**Short task**
Copy out in full each line of the items below that contains the word "brown".

**Exercise inputs**
══════════════════════════════

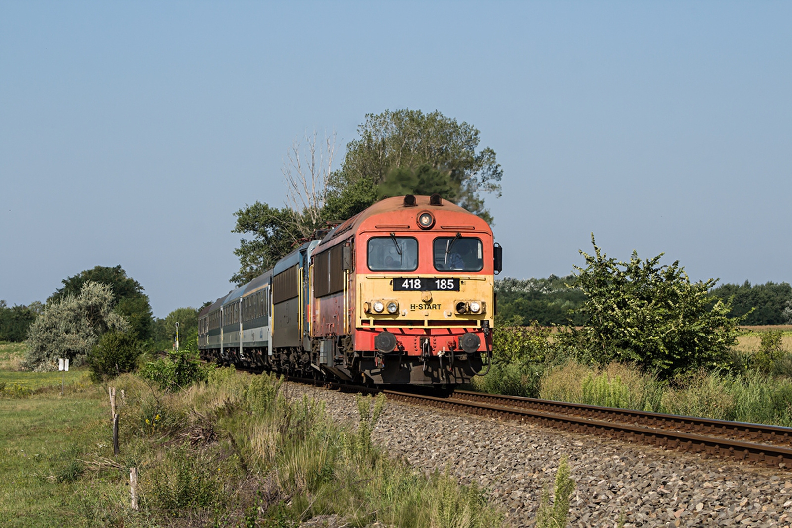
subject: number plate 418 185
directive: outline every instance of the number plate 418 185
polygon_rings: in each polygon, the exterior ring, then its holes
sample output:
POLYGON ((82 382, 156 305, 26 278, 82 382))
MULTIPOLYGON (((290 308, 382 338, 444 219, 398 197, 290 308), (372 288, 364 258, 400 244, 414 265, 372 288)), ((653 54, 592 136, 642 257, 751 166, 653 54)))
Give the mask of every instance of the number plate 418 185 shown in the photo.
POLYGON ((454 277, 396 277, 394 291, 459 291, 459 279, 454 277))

══════════════════════════════

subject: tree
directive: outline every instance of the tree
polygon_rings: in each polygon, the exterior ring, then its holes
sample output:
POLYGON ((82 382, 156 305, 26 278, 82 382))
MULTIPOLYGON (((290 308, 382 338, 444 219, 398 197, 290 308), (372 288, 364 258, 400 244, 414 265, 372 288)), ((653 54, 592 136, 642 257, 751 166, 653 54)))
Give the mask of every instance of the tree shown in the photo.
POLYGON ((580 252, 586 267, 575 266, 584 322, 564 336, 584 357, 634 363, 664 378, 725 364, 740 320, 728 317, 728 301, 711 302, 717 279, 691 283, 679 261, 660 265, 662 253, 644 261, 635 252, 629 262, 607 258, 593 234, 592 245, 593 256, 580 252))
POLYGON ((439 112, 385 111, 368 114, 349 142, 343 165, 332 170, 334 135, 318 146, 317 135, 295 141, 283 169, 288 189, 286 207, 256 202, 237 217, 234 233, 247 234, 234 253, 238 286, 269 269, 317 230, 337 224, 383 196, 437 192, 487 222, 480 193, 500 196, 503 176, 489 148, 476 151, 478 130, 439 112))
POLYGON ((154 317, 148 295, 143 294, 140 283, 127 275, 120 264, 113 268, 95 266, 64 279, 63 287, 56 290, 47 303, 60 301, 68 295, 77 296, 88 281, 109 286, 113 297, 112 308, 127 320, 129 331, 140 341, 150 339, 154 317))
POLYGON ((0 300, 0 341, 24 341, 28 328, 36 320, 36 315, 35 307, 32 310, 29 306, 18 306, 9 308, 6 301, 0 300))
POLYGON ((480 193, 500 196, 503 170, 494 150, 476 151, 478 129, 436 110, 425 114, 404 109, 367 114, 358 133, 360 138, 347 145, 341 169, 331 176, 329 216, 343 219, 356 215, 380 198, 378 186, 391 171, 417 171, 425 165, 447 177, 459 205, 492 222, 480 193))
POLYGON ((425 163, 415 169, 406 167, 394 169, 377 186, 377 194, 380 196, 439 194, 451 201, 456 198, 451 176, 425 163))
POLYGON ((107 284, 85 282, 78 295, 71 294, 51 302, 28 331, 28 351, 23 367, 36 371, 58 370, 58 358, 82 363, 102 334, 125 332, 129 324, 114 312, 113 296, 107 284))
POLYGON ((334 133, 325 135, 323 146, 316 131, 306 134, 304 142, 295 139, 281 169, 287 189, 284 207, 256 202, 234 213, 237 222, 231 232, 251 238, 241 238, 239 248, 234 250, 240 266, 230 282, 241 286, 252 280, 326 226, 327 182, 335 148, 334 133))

══════════════════════════════

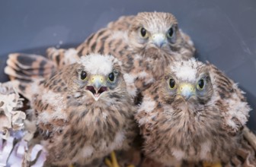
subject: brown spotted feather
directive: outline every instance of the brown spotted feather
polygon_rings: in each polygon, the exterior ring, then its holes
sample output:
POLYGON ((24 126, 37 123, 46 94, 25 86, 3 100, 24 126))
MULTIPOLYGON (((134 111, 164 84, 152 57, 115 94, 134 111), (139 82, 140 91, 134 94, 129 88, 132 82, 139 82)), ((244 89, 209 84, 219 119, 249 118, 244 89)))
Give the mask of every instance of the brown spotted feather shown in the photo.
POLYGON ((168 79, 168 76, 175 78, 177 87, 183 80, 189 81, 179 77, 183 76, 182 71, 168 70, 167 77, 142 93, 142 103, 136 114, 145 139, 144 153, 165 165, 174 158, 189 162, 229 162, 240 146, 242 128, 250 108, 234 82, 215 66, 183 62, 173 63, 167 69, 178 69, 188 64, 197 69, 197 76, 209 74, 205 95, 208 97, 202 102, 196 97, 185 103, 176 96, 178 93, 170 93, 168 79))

══════════════════════════════

**Result below**
subject: brown spotted feather
directive: outline every instance of the brown spotted feather
Give the mask of every instance of the brown spotted feather shown in the photo.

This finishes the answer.